**What is asked**
Please return every one of the lines below word for word, leaving the pictures out of your answer.

### Provided information

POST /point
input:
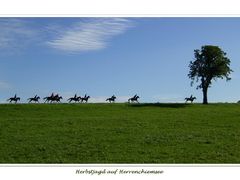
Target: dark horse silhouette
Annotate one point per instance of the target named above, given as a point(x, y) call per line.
point(191, 98)
point(52, 98)
point(134, 99)
point(75, 98)
point(15, 98)
point(111, 99)
point(35, 99)
point(85, 98)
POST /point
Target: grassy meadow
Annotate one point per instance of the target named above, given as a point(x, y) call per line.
point(119, 133)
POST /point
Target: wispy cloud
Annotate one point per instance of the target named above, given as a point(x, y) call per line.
point(89, 35)
point(15, 34)
point(4, 85)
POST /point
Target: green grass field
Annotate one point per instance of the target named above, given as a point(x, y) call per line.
point(119, 133)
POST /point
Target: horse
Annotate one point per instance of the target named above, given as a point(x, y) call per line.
point(47, 99)
point(85, 98)
point(191, 98)
point(111, 99)
point(35, 99)
point(134, 98)
point(15, 98)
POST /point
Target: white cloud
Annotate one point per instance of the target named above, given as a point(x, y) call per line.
point(4, 85)
point(15, 34)
point(92, 34)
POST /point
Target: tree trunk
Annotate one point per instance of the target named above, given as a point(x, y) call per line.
point(205, 96)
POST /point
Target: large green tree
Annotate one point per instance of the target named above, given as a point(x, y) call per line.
point(210, 64)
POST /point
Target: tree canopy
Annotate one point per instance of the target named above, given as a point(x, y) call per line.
point(210, 64)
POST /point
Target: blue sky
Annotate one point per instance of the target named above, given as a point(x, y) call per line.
point(120, 56)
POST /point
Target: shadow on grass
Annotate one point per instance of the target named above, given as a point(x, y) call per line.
point(163, 105)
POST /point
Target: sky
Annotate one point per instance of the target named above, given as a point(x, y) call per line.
point(121, 56)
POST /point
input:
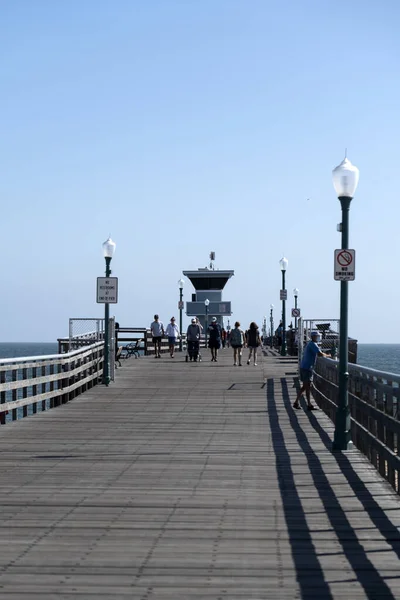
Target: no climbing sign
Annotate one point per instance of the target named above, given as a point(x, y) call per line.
point(345, 265)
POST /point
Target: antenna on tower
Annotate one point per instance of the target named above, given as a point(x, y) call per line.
point(212, 258)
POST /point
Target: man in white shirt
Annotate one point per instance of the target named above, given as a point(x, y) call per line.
point(172, 332)
point(157, 331)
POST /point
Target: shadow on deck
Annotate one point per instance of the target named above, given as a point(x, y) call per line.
point(192, 481)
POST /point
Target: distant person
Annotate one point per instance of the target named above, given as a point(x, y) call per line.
point(157, 331)
point(307, 364)
point(193, 339)
point(172, 333)
point(253, 341)
point(223, 337)
point(237, 339)
point(116, 339)
point(279, 334)
point(214, 338)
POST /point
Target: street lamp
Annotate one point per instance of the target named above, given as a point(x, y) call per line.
point(180, 285)
point(271, 320)
point(295, 293)
point(108, 252)
point(206, 304)
point(283, 263)
point(345, 181)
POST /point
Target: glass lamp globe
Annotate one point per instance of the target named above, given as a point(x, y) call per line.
point(345, 179)
point(109, 248)
point(284, 263)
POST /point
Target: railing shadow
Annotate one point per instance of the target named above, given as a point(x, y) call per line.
point(369, 578)
point(379, 518)
point(310, 574)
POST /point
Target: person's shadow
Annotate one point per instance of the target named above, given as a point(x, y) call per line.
point(311, 575)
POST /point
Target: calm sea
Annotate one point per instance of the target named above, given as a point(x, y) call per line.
point(16, 349)
point(384, 357)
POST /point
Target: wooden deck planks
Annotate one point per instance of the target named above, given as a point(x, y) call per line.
point(186, 480)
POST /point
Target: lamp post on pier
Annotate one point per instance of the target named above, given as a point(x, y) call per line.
point(345, 181)
point(180, 285)
point(264, 330)
point(108, 252)
point(283, 263)
point(271, 320)
point(295, 294)
point(206, 304)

######

**Task answer**
POST /point
input:
Target: dark horse silhouette
Annotate one point per instance of the target named above, given as a point(x, y) call per line.
point(191, 98)
point(52, 98)
point(134, 99)
point(75, 98)
point(15, 98)
point(111, 99)
point(35, 99)
point(85, 98)
POST /point
Target: grassy meadow
Annotate one point per instance of the target named above, given as a point(x, y) call per line.
point(119, 133)
POST /point
Target: wispy cloud
Annotate one point per instance of the target named above, given as a point(x, y) call per line.
point(89, 35)
point(15, 34)
point(4, 85)
POST /point
Target: green grass field
Annotate one point per instance of the target named above, given as a point(x, y) call per line.
point(119, 133)
POST /point
Target: horse
Annotate one point per instance of the target named above, given as a point(x, y) call per line.
point(47, 99)
point(85, 98)
point(191, 98)
point(111, 99)
point(35, 99)
point(134, 98)
point(15, 98)
POST /point
Target: white cloud
Annotate one point per instance of the target named above, given as a point(x, y) call per line.
point(4, 85)
point(15, 34)
point(92, 34)
POST /point
Target: tree trunk
Annotate one point per instance of the target named above, given as a point(x, y) call per line.
point(205, 96)
POST /point
Target: large green tree
Annotate one point per instance of the target named above, given as a point(x, y) call per line.
point(210, 64)
POST /point
Target: tree canopy
Annotate one point per instance of the target named above, given as a point(x, y) call per line.
point(210, 64)
POST /point
Target: blue sky
Annotate one point per instance of the target named above, given as a point(x, y) call per line.
point(120, 56)
POST /point
Target: shadow on grass
Annotate one point per instance of the target named above, given as a point(x, y) call per line.
point(163, 105)
POST /point
Target: sky
Annotate one point per instance of the target named above, given as a point(x, y) call per line.
point(121, 56)
POST /point
input:
Target: no climbing sign
Annotate one point per instance of the target named above, given as a point(x, y) call per line.
point(345, 265)
POST /point
Target: antenna on tower
Annotate one point per instance of the target named above, given as a point(x, y) call per line.
point(212, 258)
POST /point
Target: man in white shirt
Annotate one point per instance of the target named above, given as a point(x, y) call per line.
point(172, 332)
point(157, 331)
POST /point
Target: shadow on deck
Annotate one point per instance of the target named above, given as a point(x, y) call per line.
point(192, 481)
POST /point
Target: distant person
Annotate one point per instance of the target named above, given as a point(x, y) call per line.
point(157, 331)
point(307, 364)
point(193, 339)
point(172, 333)
point(253, 341)
point(223, 337)
point(237, 339)
point(116, 339)
point(279, 334)
point(214, 338)
POST /point
Target: street lamp
Annotate one point per instance of the target named above, given as a point(x, y) call per line.
point(180, 285)
point(271, 320)
point(295, 293)
point(108, 252)
point(206, 304)
point(283, 263)
point(345, 181)
POST /point
Target: glass lamp globe
Annotate one point per instance of the target named above, given as a point(x, y) call per line.
point(345, 179)
point(109, 248)
point(284, 263)
POST /point
Target: railing shadow
Annotate one point per instance of the target named above, given as a point(x, y) call per line.
point(369, 578)
point(379, 518)
point(310, 574)
POST /point
Target: person's shadow
Annotate one point per instance of the target named above, given as a point(x, y) call per line.
point(311, 575)
POST /point
Target: calm sea
Annotate one point per instance of the target named above, given as a point(x, y) call per line.
point(16, 349)
point(384, 357)
POST /point
Target: wooden deck planks
Annotate one point per instance of the target named above, given as a point(x, y) call per line.
point(186, 480)
POST /point
Target: lamp post on pier
Annotate one point per instance of the target named above, given as a point(x, y) call per line.
point(345, 181)
point(180, 285)
point(264, 330)
point(108, 252)
point(283, 263)
point(271, 320)
point(295, 294)
point(206, 304)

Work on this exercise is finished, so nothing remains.